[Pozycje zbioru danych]
________

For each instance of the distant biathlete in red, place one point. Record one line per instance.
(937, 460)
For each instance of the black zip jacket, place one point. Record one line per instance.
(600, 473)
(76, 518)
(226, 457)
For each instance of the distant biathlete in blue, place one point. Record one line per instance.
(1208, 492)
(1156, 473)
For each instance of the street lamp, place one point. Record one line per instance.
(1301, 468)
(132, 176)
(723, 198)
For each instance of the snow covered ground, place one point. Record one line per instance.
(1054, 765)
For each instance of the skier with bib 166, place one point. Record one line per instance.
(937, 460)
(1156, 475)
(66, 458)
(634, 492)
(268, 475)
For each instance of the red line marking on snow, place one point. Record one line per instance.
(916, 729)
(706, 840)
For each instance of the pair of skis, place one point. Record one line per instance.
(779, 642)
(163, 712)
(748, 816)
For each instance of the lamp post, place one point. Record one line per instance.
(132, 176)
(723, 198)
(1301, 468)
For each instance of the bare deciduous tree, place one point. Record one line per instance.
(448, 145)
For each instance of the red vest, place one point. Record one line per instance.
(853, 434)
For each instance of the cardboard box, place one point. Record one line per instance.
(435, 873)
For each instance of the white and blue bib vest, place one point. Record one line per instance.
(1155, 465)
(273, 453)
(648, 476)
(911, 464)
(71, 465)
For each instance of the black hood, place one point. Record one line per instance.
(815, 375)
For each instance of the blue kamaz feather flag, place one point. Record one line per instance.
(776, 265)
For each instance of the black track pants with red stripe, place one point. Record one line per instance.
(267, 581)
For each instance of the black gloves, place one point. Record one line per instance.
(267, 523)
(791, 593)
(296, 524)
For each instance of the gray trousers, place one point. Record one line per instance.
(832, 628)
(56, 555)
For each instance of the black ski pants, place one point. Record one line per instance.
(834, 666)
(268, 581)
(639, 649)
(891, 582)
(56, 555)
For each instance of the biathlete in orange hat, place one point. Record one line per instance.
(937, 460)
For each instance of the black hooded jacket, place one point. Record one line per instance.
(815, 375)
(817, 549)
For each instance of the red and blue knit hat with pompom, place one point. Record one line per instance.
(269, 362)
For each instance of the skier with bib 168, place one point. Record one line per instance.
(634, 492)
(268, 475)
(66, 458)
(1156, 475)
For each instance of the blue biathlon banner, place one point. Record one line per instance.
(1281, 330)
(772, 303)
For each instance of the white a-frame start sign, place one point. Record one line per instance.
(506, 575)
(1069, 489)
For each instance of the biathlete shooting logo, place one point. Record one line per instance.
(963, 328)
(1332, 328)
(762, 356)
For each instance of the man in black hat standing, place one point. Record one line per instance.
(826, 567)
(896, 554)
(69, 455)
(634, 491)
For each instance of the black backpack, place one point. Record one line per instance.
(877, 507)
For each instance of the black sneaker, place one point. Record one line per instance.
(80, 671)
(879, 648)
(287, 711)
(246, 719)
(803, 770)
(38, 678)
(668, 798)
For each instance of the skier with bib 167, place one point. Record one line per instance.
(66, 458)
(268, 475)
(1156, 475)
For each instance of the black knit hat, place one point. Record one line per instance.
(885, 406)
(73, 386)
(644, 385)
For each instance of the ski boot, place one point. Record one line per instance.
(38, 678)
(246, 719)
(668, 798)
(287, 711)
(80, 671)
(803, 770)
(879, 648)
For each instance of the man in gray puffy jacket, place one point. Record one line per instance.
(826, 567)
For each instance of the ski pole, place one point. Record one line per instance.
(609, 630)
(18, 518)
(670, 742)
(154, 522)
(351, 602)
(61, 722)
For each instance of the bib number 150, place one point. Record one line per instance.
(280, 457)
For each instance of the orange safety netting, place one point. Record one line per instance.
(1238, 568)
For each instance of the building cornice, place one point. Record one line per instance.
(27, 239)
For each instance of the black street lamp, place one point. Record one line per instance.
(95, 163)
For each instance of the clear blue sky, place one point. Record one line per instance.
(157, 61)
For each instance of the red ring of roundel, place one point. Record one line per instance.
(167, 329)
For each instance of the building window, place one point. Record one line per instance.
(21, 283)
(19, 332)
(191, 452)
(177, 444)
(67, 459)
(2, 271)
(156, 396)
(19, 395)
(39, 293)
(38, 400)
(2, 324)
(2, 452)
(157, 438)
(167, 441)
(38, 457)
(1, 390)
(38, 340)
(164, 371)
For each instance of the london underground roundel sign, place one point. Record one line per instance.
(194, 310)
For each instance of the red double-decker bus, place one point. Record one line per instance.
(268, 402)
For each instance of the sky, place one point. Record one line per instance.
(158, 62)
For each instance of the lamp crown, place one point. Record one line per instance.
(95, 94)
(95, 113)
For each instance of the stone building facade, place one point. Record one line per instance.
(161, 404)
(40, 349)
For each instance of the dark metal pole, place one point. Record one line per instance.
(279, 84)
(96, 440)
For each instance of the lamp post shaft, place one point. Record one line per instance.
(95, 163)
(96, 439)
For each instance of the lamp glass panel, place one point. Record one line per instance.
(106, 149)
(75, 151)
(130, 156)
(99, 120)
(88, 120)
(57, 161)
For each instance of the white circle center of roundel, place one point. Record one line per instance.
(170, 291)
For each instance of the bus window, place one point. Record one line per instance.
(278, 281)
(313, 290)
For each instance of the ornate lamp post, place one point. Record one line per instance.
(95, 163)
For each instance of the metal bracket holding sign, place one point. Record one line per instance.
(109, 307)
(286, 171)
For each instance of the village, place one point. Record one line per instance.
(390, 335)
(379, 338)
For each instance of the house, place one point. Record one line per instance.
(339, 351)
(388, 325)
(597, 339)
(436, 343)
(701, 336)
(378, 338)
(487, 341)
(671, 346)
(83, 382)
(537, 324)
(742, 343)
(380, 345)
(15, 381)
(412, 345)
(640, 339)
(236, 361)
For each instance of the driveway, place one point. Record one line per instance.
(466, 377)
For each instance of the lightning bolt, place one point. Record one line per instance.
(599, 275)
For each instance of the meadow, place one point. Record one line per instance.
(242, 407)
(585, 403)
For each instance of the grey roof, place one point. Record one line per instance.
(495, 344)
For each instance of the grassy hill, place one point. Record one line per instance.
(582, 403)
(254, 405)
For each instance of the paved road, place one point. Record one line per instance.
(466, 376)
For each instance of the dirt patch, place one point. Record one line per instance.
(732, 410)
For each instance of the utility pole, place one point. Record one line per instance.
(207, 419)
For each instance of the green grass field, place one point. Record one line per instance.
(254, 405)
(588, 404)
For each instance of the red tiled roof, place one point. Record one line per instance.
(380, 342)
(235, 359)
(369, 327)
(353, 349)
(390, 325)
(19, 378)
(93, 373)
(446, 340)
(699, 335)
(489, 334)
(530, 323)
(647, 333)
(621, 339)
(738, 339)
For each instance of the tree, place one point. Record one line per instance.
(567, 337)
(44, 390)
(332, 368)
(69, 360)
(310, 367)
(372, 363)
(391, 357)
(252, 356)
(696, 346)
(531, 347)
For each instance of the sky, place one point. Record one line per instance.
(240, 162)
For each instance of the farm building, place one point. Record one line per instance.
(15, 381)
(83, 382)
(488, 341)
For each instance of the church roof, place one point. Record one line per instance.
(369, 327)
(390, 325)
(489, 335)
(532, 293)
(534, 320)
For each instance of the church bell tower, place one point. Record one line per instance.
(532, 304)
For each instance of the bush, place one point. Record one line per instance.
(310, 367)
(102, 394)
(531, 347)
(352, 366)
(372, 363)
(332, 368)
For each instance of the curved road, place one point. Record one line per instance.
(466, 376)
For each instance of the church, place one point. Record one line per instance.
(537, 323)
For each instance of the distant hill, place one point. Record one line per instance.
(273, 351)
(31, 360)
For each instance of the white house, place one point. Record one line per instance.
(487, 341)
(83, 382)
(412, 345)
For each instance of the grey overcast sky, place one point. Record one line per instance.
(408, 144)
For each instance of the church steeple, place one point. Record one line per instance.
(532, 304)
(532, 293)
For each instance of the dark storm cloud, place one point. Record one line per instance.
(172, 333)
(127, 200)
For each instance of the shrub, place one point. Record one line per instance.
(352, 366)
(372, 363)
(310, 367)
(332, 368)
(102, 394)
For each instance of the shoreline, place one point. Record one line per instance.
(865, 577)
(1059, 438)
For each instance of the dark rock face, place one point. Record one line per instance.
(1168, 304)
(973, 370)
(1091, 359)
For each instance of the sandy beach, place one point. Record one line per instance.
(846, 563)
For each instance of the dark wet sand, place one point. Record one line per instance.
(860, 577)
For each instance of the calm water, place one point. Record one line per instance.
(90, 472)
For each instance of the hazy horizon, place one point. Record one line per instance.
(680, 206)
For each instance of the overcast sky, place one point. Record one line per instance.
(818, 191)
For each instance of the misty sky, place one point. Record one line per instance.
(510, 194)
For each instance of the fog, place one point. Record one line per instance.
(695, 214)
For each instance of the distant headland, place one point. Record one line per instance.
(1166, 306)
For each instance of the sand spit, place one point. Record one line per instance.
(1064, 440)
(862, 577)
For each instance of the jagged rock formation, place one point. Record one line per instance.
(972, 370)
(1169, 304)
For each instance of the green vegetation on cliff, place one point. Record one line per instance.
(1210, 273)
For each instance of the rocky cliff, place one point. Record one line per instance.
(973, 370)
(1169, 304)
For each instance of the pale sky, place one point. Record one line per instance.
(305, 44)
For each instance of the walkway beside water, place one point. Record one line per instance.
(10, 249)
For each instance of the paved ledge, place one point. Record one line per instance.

________

[Zadanie do wykonania] Przytocz ponownie wszystkie wiersze od początku danych aż do wiersza z „(1156, 473)” włącznie, podmieniając „black zip jacket” na „black zippered jacket”. Pozostała treść ma zostać bez zmian.

[Odpowiedź]
For each instance of the distant biathlete in red, place one point. Record one line per instance.
(937, 460)
For each instance of the black zippered jacket, place one point. Record one line per instance.
(600, 473)
(76, 518)
(226, 457)
For each instance of the distant biathlete in blue, place one point. Record one line per instance.
(1208, 492)
(1156, 473)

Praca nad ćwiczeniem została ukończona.